** START Exercise material **

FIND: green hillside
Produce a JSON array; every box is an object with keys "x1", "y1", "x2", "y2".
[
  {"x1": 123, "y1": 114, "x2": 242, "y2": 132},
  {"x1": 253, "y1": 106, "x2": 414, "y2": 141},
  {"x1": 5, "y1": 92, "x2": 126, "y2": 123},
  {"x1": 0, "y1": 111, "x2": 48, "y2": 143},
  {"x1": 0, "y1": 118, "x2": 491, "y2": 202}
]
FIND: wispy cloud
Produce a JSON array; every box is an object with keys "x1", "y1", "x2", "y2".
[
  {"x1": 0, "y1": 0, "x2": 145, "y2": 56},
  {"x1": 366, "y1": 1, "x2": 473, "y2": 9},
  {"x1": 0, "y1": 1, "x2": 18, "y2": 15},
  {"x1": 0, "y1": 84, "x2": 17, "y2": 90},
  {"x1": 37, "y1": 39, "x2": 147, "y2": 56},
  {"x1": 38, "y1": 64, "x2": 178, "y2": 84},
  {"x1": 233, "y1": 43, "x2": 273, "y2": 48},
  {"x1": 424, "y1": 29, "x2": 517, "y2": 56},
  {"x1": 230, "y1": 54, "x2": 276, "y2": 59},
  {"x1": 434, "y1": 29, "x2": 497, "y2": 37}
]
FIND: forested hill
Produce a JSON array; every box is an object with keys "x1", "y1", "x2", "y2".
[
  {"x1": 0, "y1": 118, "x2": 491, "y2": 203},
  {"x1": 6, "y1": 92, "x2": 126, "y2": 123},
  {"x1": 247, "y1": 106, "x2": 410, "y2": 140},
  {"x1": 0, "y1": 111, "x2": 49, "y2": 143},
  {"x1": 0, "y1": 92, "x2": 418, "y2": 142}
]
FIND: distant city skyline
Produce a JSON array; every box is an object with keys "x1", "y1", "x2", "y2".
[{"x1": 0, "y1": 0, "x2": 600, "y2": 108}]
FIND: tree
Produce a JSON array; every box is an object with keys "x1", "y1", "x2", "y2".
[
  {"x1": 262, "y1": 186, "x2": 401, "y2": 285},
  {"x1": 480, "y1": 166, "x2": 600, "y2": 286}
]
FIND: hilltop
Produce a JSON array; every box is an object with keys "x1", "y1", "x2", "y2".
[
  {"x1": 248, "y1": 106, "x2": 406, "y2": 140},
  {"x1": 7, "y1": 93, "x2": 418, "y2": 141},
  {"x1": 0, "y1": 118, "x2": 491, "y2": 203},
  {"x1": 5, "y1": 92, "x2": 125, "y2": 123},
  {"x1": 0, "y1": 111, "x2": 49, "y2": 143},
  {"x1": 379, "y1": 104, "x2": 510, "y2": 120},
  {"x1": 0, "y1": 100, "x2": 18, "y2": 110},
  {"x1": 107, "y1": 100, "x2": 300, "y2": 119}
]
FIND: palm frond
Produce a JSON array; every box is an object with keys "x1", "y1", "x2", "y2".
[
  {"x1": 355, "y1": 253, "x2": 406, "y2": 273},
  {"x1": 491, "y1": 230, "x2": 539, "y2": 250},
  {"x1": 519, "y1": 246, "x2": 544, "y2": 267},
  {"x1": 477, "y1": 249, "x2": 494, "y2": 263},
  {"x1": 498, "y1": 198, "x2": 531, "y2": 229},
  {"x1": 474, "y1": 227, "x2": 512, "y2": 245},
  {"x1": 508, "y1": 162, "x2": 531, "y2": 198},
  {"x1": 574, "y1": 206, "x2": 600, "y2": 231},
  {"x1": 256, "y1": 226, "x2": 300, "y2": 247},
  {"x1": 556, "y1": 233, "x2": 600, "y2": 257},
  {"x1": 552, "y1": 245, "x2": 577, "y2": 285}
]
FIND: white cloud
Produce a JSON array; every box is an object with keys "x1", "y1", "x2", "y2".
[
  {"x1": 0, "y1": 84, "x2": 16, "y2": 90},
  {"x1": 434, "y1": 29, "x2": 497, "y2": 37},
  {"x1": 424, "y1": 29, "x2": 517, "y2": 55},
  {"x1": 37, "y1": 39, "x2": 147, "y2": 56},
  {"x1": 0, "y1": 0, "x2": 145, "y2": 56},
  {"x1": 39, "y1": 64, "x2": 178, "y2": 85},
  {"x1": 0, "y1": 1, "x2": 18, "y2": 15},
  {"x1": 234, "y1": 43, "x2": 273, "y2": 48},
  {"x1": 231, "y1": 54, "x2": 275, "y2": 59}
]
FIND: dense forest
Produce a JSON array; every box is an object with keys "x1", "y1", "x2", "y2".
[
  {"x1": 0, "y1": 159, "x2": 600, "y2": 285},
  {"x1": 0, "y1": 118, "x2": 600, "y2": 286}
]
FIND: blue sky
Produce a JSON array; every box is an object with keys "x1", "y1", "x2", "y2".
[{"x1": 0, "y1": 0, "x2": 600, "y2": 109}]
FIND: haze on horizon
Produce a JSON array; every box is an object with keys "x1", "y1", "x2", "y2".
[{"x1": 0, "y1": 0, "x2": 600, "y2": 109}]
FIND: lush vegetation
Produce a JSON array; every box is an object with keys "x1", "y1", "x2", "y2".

** END Exercise material **

The exercise - Copy all of the data above word for word, from the first line to the last.

The answer -
FIND: green hillside
Produce a JSON array; every box is an object with keys "x1", "y1", "x2", "y2".
[
  {"x1": 123, "y1": 114, "x2": 242, "y2": 132},
  {"x1": 253, "y1": 106, "x2": 414, "y2": 141},
  {"x1": 5, "y1": 92, "x2": 126, "y2": 123},
  {"x1": 0, "y1": 111, "x2": 48, "y2": 143},
  {"x1": 0, "y1": 118, "x2": 491, "y2": 202}
]
FIND: wispy cloud
Produce a JSON array; every box is an object with keys "x1", "y1", "x2", "y2".
[
  {"x1": 0, "y1": 0, "x2": 145, "y2": 56},
  {"x1": 366, "y1": 1, "x2": 473, "y2": 9},
  {"x1": 0, "y1": 1, "x2": 18, "y2": 15},
  {"x1": 0, "y1": 84, "x2": 17, "y2": 90},
  {"x1": 37, "y1": 39, "x2": 147, "y2": 56},
  {"x1": 38, "y1": 64, "x2": 178, "y2": 84},
  {"x1": 233, "y1": 43, "x2": 273, "y2": 48},
  {"x1": 424, "y1": 29, "x2": 517, "y2": 56},
  {"x1": 230, "y1": 54, "x2": 276, "y2": 59},
  {"x1": 434, "y1": 29, "x2": 497, "y2": 37}
]
FIND: forested hill
Produce a JSON array; every box is an object with keys "x1", "y1", "x2", "y2".
[
  {"x1": 0, "y1": 118, "x2": 491, "y2": 203},
  {"x1": 6, "y1": 92, "x2": 126, "y2": 123},
  {"x1": 247, "y1": 106, "x2": 410, "y2": 140},
  {"x1": 0, "y1": 111, "x2": 49, "y2": 143},
  {"x1": 0, "y1": 92, "x2": 418, "y2": 142}
]
FIND: distant city skyline
Produce a JSON array; every box is an object with keys "x1", "y1", "x2", "y2".
[{"x1": 0, "y1": 0, "x2": 600, "y2": 108}]
FIND: tree
Produce a JSON array; every box is an object with keys "x1", "y1", "x2", "y2".
[
  {"x1": 262, "y1": 186, "x2": 401, "y2": 285},
  {"x1": 480, "y1": 166, "x2": 600, "y2": 286}
]
FIND: hilltop
Produce a JSON array; every box is an object with keys "x1", "y1", "x2", "y2".
[
  {"x1": 248, "y1": 106, "x2": 406, "y2": 140},
  {"x1": 7, "y1": 93, "x2": 418, "y2": 141},
  {"x1": 0, "y1": 118, "x2": 491, "y2": 203},
  {"x1": 5, "y1": 92, "x2": 125, "y2": 123},
  {"x1": 0, "y1": 111, "x2": 49, "y2": 143},
  {"x1": 379, "y1": 104, "x2": 510, "y2": 120},
  {"x1": 0, "y1": 100, "x2": 18, "y2": 110},
  {"x1": 107, "y1": 100, "x2": 300, "y2": 119}
]
FIND: palm frond
Produce a JSON array; every box is an object with keys "x1", "y1", "x2", "y2".
[
  {"x1": 355, "y1": 253, "x2": 406, "y2": 273},
  {"x1": 491, "y1": 230, "x2": 539, "y2": 250},
  {"x1": 519, "y1": 246, "x2": 544, "y2": 267},
  {"x1": 477, "y1": 249, "x2": 494, "y2": 263},
  {"x1": 498, "y1": 198, "x2": 531, "y2": 229},
  {"x1": 474, "y1": 227, "x2": 512, "y2": 245},
  {"x1": 508, "y1": 162, "x2": 531, "y2": 198},
  {"x1": 574, "y1": 206, "x2": 600, "y2": 231},
  {"x1": 256, "y1": 226, "x2": 300, "y2": 247},
  {"x1": 556, "y1": 233, "x2": 600, "y2": 257},
  {"x1": 552, "y1": 245, "x2": 577, "y2": 285}
]
FIND: white cloud
Produce a JSON array; every box is an object with keys "x1", "y1", "x2", "y2".
[
  {"x1": 0, "y1": 84, "x2": 16, "y2": 90},
  {"x1": 434, "y1": 29, "x2": 497, "y2": 37},
  {"x1": 424, "y1": 29, "x2": 517, "y2": 55},
  {"x1": 37, "y1": 39, "x2": 147, "y2": 56},
  {"x1": 0, "y1": 0, "x2": 145, "y2": 56},
  {"x1": 39, "y1": 64, "x2": 178, "y2": 85},
  {"x1": 0, "y1": 1, "x2": 18, "y2": 15},
  {"x1": 234, "y1": 43, "x2": 273, "y2": 48},
  {"x1": 231, "y1": 54, "x2": 275, "y2": 59}
]
FIND: dense forest
Produce a JSON array; every box is an object with keys "x1", "y1", "x2", "y2".
[
  {"x1": 0, "y1": 159, "x2": 600, "y2": 285},
  {"x1": 0, "y1": 118, "x2": 600, "y2": 286}
]
FIND: blue sky
Produce a JSON array; every box is an object with keys "x1", "y1", "x2", "y2".
[{"x1": 0, "y1": 0, "x2": 600, "y2": 109}]
FIND: haze on horizon
Produce a JSON array; every box is an object with keys "x1", "y1", "x2", "y2".
[{"x1": 0, "y1": 0, "x2": 600, "y2": 109}]
FIND: lush vegetation
Produce a JSON array; every box is an object with keys "x1", "y1", "x2", "y2".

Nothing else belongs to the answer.